© JUNGE FREIHEIT Verlag GmbH & Co. KG www.jungefreiheit.de 22/20 / 22. Mai 2020

Grüße aus Rom
Pfandhaus der Not
Paola Bernardi

Die Postkarten-Schönheit der Stadt scheint vorbei. Die bisher menschenleere Spanische Treppe, der Trevi-Brunnen und das Kapitol werden wieder von den Römern in Besitz genommen. Die Schlangen vor den Supermärkten und Läden werden noch länger, denn jetzt lautet der Abstand sogar zwei Meter. Autos, Metro und Busse fahren wieder durch die Stadt.

Sehr vorsichtig nimmt das Leben wieder Fahrt auf. Die längste und bedrückendste Schlange von Römern allerdings sieht man täglich vor dem „Monte di Pietà“, dem ältesten Pfandhaus auf dem Campo di Fiori. Schon sehr früh am Morgen stehen die ersten Kunden an.

Manche versetzen sogar ihre Eheringe. Hier wird geschätzt und das Bargeld sofort ausgezahlt.

Es ist eine traurige Atmosphäre. Keiner kommt freiwillig her, um den Familienschmuck zu verpfänden. Die pure Not treibt diese Menschen. Manche versetzen sogar ihre Eheringe. Hier wird geschätzt und das Bargeld sofort ausgezahlt. Niemand braucht hier lange Formulare auszufüllen oder Erklärungen abzugeben. Nach ein paar Monaten besteht die Chance, seinen Schmuck wieder auszulösen, sonst kommt er in die Versteigerung. In Italien gab es schon immer diese „offiziellen“ Pfandhäuser, die vor allem von Künstlern und Arbeitern genutzt werden, wenn besondere Ausgaben anfallen. Doch jetzt scheint ein ganzes Land von Armut erdrückt zu werden.

> [GESTELLTE AUFGABE 1]:
Gib aus dem Text über Rom alles von "Grüße aus Rom" bis hinunter zu "durch die Stadt." wörtlich wieder.
> [GESTELLTE AUFGABE 2]:
Fasse den Absatz des Textes über Rom, der mit „Es ist eine traurige Atmosphäre“ beginnt, als kurze Stichpunktliste zusammen und behalte dabei seine wichtigsten Fakten bei.

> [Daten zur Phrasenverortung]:
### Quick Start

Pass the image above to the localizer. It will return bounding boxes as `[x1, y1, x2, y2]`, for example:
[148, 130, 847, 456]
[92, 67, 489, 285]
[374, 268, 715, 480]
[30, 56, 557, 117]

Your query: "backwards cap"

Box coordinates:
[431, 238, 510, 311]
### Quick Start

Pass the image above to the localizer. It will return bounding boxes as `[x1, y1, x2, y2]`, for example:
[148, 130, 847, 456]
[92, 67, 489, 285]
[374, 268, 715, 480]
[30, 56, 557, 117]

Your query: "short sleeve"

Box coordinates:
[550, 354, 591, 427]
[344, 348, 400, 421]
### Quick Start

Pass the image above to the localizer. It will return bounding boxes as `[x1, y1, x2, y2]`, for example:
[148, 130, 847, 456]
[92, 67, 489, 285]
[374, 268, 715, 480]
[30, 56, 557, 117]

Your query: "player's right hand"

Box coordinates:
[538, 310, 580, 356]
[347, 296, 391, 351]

> [LÖSUNG 1]:
Grüße aus Rom
Pfandhaus der Not
Paola Bernardi

Die Postkarten-Schönheit der Stadt scheint vorbei. Die bisher menschenleere Spanische Treppe, der Trevi-Brunnen und das Kapitol werden wieder von den Römern in Besitz genommen. Die Schlangen vor den Supermärkten und Läden werden noch länger, denn jetzt lautet der Abstand sogar zwei Meter. Autos, Metro und Busse fahren wieder durch die Stadt.

> [LÖSUNG 2]:
- Die Stimmung ist traurig. Niemand verpfändet freiwillig Familienschmuck, denn die pure Not treibt die Menschen.
- Manche versetzen sogar ihre Eheringe.
- Der Schmuck wird vor Ort geschätzt, und das Bargeld wird sofort ausgezahlt. Lange Formulare oder Erklärungen sind nicht nötig.
- Nach ein paar Monaten kann der Schmuck wieder ausgelöst werden, sonst kommt er in die Versteigerung.
- „Offizielle“ Pfandhäuser gab es in Italien schon immer. Vor allem Künstler und Arbeiter nutzen sie, wenn besondere Ausgaben anfallen.
- Jetzt scheint ein ganzes Land von Armut erdrückt zu werden.